● **Task prompt**: Only the number is wanted: count the lines in the data with "query" in them.

(Stored entries)
- - -
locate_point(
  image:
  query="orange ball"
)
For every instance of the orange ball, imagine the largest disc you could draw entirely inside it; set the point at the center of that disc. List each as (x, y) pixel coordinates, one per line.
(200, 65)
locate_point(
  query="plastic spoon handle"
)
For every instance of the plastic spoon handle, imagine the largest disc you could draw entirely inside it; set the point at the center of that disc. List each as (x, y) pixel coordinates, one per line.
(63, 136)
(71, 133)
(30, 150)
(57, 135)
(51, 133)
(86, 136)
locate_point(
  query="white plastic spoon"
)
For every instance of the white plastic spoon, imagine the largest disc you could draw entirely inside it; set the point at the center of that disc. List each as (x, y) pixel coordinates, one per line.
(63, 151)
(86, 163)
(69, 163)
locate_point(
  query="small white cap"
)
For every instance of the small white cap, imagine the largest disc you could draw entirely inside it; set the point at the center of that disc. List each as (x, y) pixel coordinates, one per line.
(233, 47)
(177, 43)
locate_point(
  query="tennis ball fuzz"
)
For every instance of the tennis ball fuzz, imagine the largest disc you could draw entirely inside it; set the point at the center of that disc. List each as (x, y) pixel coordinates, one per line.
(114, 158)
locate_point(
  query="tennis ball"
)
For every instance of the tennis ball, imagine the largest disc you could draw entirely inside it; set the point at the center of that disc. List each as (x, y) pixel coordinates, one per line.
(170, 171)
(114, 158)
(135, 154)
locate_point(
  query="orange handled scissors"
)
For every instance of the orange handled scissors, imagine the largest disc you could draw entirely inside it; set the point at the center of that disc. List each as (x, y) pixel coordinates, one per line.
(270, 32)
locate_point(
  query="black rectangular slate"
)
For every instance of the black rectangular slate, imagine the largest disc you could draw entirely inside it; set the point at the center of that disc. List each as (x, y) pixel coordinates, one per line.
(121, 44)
- - -
● **Task output**: 8